**Texte fourni:**
« La fin de l’idée de l’Europe ? »

Auteur : Patrick Boucheron

historien, Professeur au Collège de France, titulaire de la Chaire « Histoire des pouvoirs en Europe occidentale (xiiie-xvie siècles)

Une certaine idée de l’Europe, c’est le titre de l’ouvrage qui rassemble les allocutions de cinq penseurs invités par la revue le Grand Continent à évoquer leur idée d’Europe(1). Loin des ouvrages d’hommes politiques à la fois ancrés dans un présent immédiat et réducteurs, loin d’un discours médiatique forcément trop rapide, les historiens Patrick Boucheron et Elisabeth Roudinesco, le sociologue Antonio Negri, l’économiste Thomas Piketty et la philosophe Myriam Revault d’Allonnes ont ainsi ouvert les voies d’une Europe idéale, pleinement politique. Confrontations Europe est heureux de livrer un extrait de l’allocution de Patrick Boucheron publiée sous le titre Ce qui a manqué à l’Europe.

**Consigne:** Recopiez le texte fourni en entier, sans y changer quoi que ce soit. Les lignes ne jouent aucun rôle ici.

**Lignes fournies:**
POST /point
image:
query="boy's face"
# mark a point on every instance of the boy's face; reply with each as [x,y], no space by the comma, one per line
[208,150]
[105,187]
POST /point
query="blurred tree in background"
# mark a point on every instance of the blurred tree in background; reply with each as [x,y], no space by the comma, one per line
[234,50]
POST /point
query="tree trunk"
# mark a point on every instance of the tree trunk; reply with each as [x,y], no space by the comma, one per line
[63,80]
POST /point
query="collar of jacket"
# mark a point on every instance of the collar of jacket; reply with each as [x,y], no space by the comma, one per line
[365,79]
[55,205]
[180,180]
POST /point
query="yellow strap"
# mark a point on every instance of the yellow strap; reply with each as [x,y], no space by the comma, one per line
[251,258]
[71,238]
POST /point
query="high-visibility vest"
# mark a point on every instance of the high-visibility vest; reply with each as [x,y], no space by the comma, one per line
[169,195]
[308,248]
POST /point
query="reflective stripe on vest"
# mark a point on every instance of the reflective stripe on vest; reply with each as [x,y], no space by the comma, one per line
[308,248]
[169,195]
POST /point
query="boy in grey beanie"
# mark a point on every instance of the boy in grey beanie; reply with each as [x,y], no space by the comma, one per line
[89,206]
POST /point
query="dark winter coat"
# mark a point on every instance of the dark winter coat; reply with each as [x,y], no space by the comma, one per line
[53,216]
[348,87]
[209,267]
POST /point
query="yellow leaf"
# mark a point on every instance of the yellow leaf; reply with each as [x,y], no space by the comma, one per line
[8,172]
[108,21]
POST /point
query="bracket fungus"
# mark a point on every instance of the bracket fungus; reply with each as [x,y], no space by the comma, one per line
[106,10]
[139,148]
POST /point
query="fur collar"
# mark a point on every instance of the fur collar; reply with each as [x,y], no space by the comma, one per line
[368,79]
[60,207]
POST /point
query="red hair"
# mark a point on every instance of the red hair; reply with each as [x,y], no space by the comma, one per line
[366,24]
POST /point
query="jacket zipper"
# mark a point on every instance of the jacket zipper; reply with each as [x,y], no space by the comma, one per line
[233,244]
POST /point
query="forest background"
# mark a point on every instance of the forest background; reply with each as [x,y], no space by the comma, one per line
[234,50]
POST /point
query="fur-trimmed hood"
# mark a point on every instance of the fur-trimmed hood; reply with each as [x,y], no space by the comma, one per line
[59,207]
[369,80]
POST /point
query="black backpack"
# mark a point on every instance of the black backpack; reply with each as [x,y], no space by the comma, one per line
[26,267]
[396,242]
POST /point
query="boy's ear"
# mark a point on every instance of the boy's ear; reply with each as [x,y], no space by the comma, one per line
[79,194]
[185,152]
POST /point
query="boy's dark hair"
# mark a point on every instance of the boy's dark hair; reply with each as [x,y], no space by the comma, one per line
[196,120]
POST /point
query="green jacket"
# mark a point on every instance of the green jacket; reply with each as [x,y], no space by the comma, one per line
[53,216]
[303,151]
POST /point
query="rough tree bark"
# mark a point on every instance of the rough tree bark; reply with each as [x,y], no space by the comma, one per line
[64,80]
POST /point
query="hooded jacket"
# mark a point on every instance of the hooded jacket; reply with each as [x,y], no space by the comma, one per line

**Réponse attendue:**
« La fin de l’idée de l’Europe ? »

Auteur : Patrick Boucheron

historien, Professeur au Collège de France, titulaire de la Chaire « Histoire des pouvoirs en Europe occidentale (xiiie-xvie siècles)

Une certaine idée de l’Europe, c’est le titre de l’ouvrage qui rassemble les allocutions de cinq penseurs invités par la revue le Grand Continent à évoquer leur idée d’Europe(1). Loin des ouvrages d’hommes politiques à la fois ancrés dans un présent immédiat et réducteurs, loin d’un discours médiatique forcément trop rapide, les historiens Patrick Boucheron et Elisabeth Roudinesco, le sociologue Antonio Negri, l’économiste Thomas Piketty et la philosophe Myriam Revault d’Allonnes ont ainsi ouvert les voies d’une Europe idéale, pleinement politique. Confrontations Europe est heureux de livrer un extrait de l’allocution de Patrick Boucheron publiée sous le titre Ce qui a manqué à l’Europe.